[Records from a collection]

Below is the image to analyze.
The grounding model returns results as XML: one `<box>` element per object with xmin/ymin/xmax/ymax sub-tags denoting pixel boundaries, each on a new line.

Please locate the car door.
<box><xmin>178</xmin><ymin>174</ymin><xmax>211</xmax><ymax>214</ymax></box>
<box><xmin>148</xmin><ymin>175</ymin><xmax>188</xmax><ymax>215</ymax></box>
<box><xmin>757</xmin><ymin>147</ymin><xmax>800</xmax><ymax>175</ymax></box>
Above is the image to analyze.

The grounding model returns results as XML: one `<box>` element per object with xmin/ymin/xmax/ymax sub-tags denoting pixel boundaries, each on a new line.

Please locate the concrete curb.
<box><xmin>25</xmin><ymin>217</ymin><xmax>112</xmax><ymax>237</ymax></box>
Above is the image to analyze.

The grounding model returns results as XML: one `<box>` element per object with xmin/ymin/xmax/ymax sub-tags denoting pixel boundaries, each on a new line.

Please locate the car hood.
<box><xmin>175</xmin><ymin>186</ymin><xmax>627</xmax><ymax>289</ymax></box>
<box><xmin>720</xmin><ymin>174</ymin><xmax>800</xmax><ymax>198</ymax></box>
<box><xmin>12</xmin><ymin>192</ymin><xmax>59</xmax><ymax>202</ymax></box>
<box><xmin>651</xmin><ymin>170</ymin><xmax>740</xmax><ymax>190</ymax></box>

What you should do:
Print every record exactly as written.

Solved problem:
Below is the image to analyze.
The grounding model returns results as XML: one `<box>` element per object with xmin/ymin/xmax/ymax sub-tags denoting pixel boundaries, each on a new line.

Please locate the car door.
<box><xmin>178</xmin><ymin>174</ymin><xmax>211</xmax><ymax>214</ymax></box>
<box><xmin>148</xmin><ymin>175</ymin><xmax>188</xmax><ymax>215</ymax></box>
<box><xmin>757</xmin><ymin>147</ymin><xmax>800</xmax><ymax>175</ymax></box>
Above is the image to analyze.

The grounding model returns results as XML: one `<box>` element per object with xmin/ymin/xmax/ymax sub-tags denoting pixel boundaries, each on a new line.

Please locate the concrete curb.
<box><xmin>25</xmin><ymin>217</ymin><xmax>112</xmax><ymax>237</ymax></box>
Above is the image to analyze.

The grounding model returns results as XML: one `<box>` element per object with xmin/ymin/xmax/ymax sub-tags denoting pixel boundaries, each on a new line.

Please locate the car hood.
<box><xmin>175</xmin><ymin>186</ymin><xmax>627</xmax><ymax>289</ymax></box>
<box><xmin>720</xmin><ymin>174</ymin><xmax>800</xmax><ymax>198</ymax></box>
<box><xmin>12</xmin><ymin>192</ymin><xmax>59</xmax><ymax>202</ymax></box>
<box><xmin>651</xmin><ymin>170</ymin><xmax>740</xmax><ymax>190</ymax></box>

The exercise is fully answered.